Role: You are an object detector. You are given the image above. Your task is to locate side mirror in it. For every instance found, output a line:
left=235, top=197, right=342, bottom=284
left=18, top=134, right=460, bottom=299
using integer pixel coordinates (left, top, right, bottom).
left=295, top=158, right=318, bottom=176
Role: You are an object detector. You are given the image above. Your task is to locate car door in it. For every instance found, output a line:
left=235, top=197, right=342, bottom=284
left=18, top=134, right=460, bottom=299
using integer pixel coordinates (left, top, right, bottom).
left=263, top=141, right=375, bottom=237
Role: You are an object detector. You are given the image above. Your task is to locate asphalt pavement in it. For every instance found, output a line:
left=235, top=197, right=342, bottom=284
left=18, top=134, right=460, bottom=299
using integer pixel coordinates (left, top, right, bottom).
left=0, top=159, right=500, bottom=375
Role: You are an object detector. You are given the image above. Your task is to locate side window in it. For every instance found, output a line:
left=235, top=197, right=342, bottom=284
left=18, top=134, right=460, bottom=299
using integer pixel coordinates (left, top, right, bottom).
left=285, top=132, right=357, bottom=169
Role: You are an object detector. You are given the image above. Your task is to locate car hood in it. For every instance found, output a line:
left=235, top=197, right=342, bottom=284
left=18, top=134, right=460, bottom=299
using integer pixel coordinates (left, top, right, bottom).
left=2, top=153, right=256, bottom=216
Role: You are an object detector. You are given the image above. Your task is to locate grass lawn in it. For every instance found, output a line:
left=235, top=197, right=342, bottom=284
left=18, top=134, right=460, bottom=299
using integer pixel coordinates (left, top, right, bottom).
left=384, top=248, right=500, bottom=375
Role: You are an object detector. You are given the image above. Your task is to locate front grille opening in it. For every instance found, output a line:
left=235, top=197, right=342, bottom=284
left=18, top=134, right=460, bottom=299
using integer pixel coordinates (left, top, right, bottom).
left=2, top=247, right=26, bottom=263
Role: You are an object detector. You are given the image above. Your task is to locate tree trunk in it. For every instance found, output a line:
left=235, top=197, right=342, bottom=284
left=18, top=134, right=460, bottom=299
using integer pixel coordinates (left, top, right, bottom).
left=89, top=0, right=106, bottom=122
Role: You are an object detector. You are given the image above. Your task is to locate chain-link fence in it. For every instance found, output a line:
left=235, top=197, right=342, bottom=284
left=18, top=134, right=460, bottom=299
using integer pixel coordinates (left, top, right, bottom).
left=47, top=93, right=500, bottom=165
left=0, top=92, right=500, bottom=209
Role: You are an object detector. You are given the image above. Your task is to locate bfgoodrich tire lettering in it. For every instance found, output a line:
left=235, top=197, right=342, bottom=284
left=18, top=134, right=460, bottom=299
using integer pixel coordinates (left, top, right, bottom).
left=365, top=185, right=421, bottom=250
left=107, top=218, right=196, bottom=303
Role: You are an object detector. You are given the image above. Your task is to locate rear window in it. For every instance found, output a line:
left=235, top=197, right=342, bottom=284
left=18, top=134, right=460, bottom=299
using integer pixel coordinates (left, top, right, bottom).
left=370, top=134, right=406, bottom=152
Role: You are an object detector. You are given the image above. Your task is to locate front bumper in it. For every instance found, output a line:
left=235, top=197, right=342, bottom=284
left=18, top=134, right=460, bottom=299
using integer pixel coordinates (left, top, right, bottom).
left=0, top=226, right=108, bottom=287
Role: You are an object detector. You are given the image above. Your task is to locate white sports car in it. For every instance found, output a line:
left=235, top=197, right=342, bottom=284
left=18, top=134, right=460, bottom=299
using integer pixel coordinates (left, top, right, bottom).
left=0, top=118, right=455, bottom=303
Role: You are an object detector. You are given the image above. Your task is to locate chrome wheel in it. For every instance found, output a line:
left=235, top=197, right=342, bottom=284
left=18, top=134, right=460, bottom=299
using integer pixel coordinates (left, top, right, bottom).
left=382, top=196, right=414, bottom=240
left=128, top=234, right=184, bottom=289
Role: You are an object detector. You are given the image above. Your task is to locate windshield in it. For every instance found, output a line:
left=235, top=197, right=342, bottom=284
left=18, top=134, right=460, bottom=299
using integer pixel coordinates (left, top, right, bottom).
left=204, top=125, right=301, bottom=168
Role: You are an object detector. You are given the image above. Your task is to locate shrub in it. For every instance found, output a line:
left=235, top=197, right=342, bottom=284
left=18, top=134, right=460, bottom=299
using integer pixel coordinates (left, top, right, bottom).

===

- PROBLEM TO SOLVE:
Write out all the rows above again, changing "object detector" to "object locator" wherever it appears and leaving everything else the same.

- SOLUTION FOR THIS TASK:
Role: You are an object locator. You are given the image above. Your task is to locate side mirror in it. For every instance found, output a line:
left=235, top=197, right=342, bottom=284
left=18, top=134, right=460, bottom=299
using integer pixel coordinates (left, top, right, bottom).
left=295, top=158, right=318, bottom=176
Role: You are an object locator. You are given the image above. Your task is to locate car door in it. For every instance found, output a line:
left=235, top=197, right=342, bottom=284
left=18, top=134, right=460, bottom=299
using integer pixel coordinates (left, top, right, bottom).
left=263, top=141, right=375, bottom=237
Role: You are an object locator. You are given the image above. Your task is to locate asphalt pavement in it. For every instance found, output a line:
left=235, top=197, right=342, bottom=284
left=18, top=134, right=460, bottom=299
using integer pixel coordinates (left, top, right, bottom).
left=0, top=159, right=500, bottom=375
Role: You are an object locator. You are given the image above. Your task is to locate side window in it. For every instance found, output a line:
left=235, top=197, right=342, bottom=284
left=18, top=134, right=460, bottom=299
using integer pixel coordinates (left, top, right, bottom).
left=285, top=132, right=357, bottom=169
Role: You are an object locator. You are given the image above. Your task is to locate car hood in it. For every instance found, output a line:
left=235, top=197, right=342, bottom=284
left=18, top=134, right=460, bottom=299
using integer pixel coordinates (left, top, right, bottom).
left=2, top=153, right=256, bottom=216
Role: You are an object locator. You are given the image above. Your task is to locate grass lawn in it. For every instance found, output a line:
left=235, top=197, right=342, bottom=284
left=18, top=134, right=460, bottom=299
using integer pixel coordinates (left, top, right, bottom).
left=384, top=248, right=500, bottom=375
Role: You are an object locator. You are given the image above. Your task is to locate front grille opening in it. For every instance found, output a line:
left=235, top=197, right=342, bottom=284
left=18, top=134, right=460, bottom=299
using integer pixel coordinates (left, top, right, bottom).
left=2, top=247, right=26, bottom=263
Role: You are an object locator. You are given the image above. Your task is to locate tree trunk in it. For every instance found, output a line:
left=235, top=197, right=342, bottom=284
left=18, top=134, right=460, bottom=299
using integer pixel coordinates (left, top, right, bottom).
left=89, top=0, right=106, bottom=122
Role: You are an object locator. You are given the image above. Your task is to locate chain-link fence in it. For every instance found, output a line:
left=235, top=197, right=342, bottom=284
left=18, top=134, right=460, bottom=299
using integer pixel coordinates (left, top, right, bottom).
left=47, top=93, right=500, bottom=165
left=0, top=92, right=500, bottom=209
Role: You are an object locator. You are given the image above. Your task is to locate bfgoodrich tire lettering in it. For every instance found, output a line:
left=235, top=197, right=342, bottom=284
left=18, top=134, right=460, bottom=299
using integer pixel coordinates (left, top, right, bottom).
left=365, top=185, right=421, bottom=250
left=107, top=218, right=196, bottom=303
Role: You are an object locator. You are given the image above. Your task is to locate rear window in it. For every instance found, output a line:
left=235, top=197, right=342, bottom=284
left=18, top=134, right=460, bottom=299
using integer pixel coordinates (left, top, right, bottom).
left=370, top=134, right=406, bottom=152
Role: You are an object locator. You are given the image above. Your task is to locate front bumper in it. For every instance found, output a line:
left=235, top=197, right=342, bottom=284
left=18, top=134, right=460, bottom=299
using integer pixel coordinates (left, top, right, bottom).
left=0, top=226, right=108, bottom=287
Role: You are an object locator. You are given the image above. Your task is to locate white sports car in it. For every instance found, output a line:
left=235, top=197, right=342, bottom=284
left=18, top=134, right=460, bottom=299
using integer pixel coordinates (left, top, right, bottom).
left=0, top=118, right=455, bottom=303
Role: You are an object locator. You are given the image above. Your task is to locate chrome wheel in it. For every instance found, output a line:
left=235, top=197, right=342, bottom=284
left=18, top=134, right=460, bottom=299
using integer pixel coordinates (left, top, right, bottom).
left=382, top=196, right=414, bottom=240
left=128, top=234, right=184, bottom=289
Role: You are an object locator. You are given the image above. Your task is to locate windshield in it. For every instance found, output a line:
left=235, top=197, right=342, bottom=284
left=18, top=134, right=460, bottom=299
using integer pixel coordinates (left, top, right, bottom).
left=204, top=125, right=301, bottom=168
Role: You are an object locator. You are given the image above. Your task is to locate shrub in it. For every instance found, output a line:
left=235, top=197, right=342, bottom=284
left=18, top=134, right=460, bottom=299
using integer pixel coordinates (left, top, right, bottom).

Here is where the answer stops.